Task details. Edit the passage on adoption benefits: start at the words "Just a decade", stop after "a legal procedure.", and replace "employers" with "managers".

Selected excerpt.
- - - -

A Businessman's Revolution

When I asked Dave Thomas whether he considered himself a rebel, he shrugged off the question with an amused/bemused "not that I'm aware of," and explained that he was "just a hamburger cook." Which was roughly the equivalent of Apple Computer founder Steve Jobs (also an adoptee who found his birth mother) portraying himself as just a word-processor technician. To be fair, though, the president of Wendy's Old Fashioned Hamburgers seems not to realize his role in the adoption revolution.

The image Mr. Thomas projects in his television commercials, that of a self-effacing regular guy, appears to reflect who he really is. Moreover, he studiously stays away from any topic he views as controversial. So this soft-spoken businessman undoubtedly would be surprised to learn that he's in cahoots with groups like Bastard Nation and the American Adoption Congress in a struggle to change the world. While other agitators engage in high-profile political fights, he is concentrating on two steady grassroots efforts: increasing the number of public adoptions, discussed in Chapter Seven, and persuading U.S. businesses to make it easier for their employees to adopt.

Thomas' work clearly shows how money can be used to enhance rather than depreciate the adoptive process. It also demonstrates, yet again, how far popular attitudes toward adoption have advanced, and how far they still have to go before the practice and its participants achieve parity with families formed by procreation.

Thanks partly to persistent prodding and logistical support from the Dave Thomas Foundation for Adoption, the proportion of U.S. companies offering adoption-related benefits jumped from eleven to thirty percent between 1990 and 1998. The National Adoption Center, which helps develop such corporate plans, says the total has been climbing since then, led by Fortune 500 firms -- about sixty-five percent of which now provide adoption benefits. The center estimates the average aid package nationwide consists of $4,000 in reimbursements per adoption, plus one week to several months off with pay, commensurate with the time given to employees who have children by birth.

Most job-holders also are eligible for up to 12 weeks' unpaid leave under the Family and Medical Leave Act of 1993. Like many initiatives during the Clinton administration, that legislation sought to normalize adoption by placing it on a par with biological parenting. It was both an outgrowth of and a contribution to adoption's reformation. But, much the same way as civil rights laws were enacted because equal treatment for all Americans hadn't evolved voluntarily, the fact that the government felt compelled to intervene demonstrates how inadequate and prejudicial most people's thinking about adoption had been -- to the extent that they'd thought about it at all.

Just a decade ago, almost no company even considered that infertile personnel were paying into health plans from which they would never derive maternity benefits and which didn't automatically extend coverage to their adopted children. It never occurred to most employers, who routinely gave women time off after a delivery, that new adoptive parents might have deserved similar treatment. And since this was a subject people didn't discuss, much less negotiate about, workers seldom asked for any of those things or even informed their bosses that adopting might require some flexibility for traveling to another country, being interviewed for a home study or appearing in court for a legal procedure.

- - - -

Supplied entries.
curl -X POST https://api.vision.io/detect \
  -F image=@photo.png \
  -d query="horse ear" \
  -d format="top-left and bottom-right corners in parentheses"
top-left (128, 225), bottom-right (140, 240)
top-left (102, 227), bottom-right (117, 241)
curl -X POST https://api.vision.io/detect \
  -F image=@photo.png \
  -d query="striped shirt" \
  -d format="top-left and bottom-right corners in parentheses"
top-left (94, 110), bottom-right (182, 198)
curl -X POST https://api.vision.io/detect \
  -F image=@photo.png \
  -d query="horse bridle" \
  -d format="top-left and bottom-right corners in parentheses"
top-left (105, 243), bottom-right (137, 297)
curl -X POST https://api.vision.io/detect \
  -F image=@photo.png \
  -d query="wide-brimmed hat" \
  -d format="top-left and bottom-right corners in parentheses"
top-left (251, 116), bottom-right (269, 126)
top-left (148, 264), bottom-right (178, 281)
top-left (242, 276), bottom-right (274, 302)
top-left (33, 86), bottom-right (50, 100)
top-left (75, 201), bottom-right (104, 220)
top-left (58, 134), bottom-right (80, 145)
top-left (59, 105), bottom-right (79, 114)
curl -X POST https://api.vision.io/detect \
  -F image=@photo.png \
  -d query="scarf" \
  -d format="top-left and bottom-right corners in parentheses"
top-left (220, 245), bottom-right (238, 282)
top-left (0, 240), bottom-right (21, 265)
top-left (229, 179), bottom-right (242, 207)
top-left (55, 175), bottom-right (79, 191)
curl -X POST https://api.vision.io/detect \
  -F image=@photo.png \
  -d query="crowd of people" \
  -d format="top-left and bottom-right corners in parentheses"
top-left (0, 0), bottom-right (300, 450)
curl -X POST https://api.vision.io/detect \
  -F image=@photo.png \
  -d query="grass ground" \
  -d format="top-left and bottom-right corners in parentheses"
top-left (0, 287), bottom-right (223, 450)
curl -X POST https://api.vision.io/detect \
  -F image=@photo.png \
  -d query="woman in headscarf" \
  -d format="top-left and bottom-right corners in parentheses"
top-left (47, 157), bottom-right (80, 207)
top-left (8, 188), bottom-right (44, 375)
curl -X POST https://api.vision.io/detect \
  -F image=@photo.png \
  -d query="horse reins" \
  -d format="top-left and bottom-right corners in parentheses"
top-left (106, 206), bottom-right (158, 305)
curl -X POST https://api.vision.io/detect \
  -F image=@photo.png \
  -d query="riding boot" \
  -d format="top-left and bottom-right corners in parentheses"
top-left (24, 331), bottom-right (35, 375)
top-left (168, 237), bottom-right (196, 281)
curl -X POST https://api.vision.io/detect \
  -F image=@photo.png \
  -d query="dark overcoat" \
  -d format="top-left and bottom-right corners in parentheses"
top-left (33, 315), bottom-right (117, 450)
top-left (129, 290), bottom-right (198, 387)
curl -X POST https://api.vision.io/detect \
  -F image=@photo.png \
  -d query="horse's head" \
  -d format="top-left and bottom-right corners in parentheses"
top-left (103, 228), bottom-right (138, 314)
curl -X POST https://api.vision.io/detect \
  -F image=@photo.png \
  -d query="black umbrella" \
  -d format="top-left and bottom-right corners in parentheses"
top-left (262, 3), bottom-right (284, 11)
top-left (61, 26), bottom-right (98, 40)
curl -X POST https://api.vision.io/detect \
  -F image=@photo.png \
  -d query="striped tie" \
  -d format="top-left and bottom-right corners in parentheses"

- - - -

Solved problem.
Just a decade ago, almost no company even considered that infertile personnel were paying into health plans from which they would never derive maternity benefits and which didn't automatically extend coverage to their adopted children. It never occurred to most managers, who routinely gave women time off after a delivery, that new adoptive parents might have deserved similar treatment. And since this was a subject people didn't discuss, much less negotiate about, workers seldom asked for any of those things or even informed their bosses that adopting might require some flexibility for traveling to another country, being interviewed for a home study or appearing in court for a legal procedure.